── Exercise materials ──

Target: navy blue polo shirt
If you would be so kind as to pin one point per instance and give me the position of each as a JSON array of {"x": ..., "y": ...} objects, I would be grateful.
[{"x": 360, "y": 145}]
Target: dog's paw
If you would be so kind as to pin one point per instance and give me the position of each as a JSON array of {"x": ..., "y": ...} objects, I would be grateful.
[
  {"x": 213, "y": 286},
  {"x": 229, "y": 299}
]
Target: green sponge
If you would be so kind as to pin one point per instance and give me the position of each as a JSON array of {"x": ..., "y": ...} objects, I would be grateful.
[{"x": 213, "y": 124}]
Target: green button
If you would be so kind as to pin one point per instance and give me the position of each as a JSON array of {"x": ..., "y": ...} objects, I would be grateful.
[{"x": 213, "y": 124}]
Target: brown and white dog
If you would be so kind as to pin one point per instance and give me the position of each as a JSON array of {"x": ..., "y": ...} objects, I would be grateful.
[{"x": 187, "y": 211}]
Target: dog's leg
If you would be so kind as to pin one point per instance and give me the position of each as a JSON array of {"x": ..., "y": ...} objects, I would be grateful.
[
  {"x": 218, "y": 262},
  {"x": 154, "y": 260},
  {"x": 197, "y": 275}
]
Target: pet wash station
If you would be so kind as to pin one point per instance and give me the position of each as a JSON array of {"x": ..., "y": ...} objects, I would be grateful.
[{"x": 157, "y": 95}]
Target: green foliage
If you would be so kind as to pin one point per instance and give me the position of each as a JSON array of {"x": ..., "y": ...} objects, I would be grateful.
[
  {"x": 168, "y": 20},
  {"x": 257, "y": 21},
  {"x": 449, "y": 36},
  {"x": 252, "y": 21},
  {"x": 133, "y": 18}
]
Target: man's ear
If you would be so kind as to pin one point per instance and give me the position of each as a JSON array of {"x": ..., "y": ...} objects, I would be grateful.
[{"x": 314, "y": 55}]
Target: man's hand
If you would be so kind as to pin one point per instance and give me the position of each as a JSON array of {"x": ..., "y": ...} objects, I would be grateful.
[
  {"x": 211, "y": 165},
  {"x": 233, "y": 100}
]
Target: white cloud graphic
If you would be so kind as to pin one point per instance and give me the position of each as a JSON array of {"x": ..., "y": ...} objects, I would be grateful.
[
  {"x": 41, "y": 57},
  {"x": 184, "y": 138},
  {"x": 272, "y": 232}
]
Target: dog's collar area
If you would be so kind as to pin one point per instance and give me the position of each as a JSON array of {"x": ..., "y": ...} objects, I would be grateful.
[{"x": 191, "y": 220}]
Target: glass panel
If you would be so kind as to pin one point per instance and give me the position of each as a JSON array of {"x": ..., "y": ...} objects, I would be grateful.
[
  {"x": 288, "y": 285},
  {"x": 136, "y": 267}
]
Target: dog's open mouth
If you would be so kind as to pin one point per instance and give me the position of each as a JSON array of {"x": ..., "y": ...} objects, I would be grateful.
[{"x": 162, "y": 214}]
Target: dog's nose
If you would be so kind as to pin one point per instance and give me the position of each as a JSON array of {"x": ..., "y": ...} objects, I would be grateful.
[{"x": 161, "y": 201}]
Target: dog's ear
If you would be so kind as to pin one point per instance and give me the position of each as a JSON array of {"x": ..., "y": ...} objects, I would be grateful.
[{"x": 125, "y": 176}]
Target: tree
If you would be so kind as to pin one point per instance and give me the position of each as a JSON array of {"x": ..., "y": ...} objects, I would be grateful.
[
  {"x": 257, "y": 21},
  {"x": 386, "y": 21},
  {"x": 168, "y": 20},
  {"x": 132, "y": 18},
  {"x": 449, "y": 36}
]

───

*Task directions*. Among the lines above, find the one with "Target: dog's paw" and the one with "Target: green foliage". Quote both and everything between them, exactly.

*Task solution*.
Target: dog's paw
If you would be so kind as to pin one point per instance and give me the position of each as a JSON array of {"x": ..., "y": ...} objects, I would be grateful.
[
  {"x": 213, "y": 286},
  {"x": 229, "y": 299}
]
Target: green sponge
If you would be so kind as to pin one point per instance and give me the position of each as a JSON array of {"x": ..., "y": ...} objects, I would be grateful.
[{"x": 213, "y": 124}]
Target: green button
If you would be so kind as to pin one point per instance and give me the position of each as a JSON array of {"x": ..., "y": ...} objects, I would be grateful.
[{"x": 213, "y": 124}]
Target: brown and white dog
If you would be so kind as to pin one point per instance and give me the position of each as a JSON array of {"x": ..., "y": ...} objects, I would be grateful.
[{"x": 187, "y": 211}]
Target: dog's leg
If you would be so kind as to pin one point per instance and give me the position of each as a JSON array of {"x": ..., "y": ...} objects, I would be grateful.
[
  {"x": 218, "y": 262},
  {"x": 154, "y": 260},
  {"x": 197, "y": 275}
]
Target: pet wash station
If you would be so kind as to pin one point per instance and give me the position of each as a JSON array of {"x": ..., "y": ...} objects, I would be grateful.
[{"x": 157, "y": 95}]
Target: green foliage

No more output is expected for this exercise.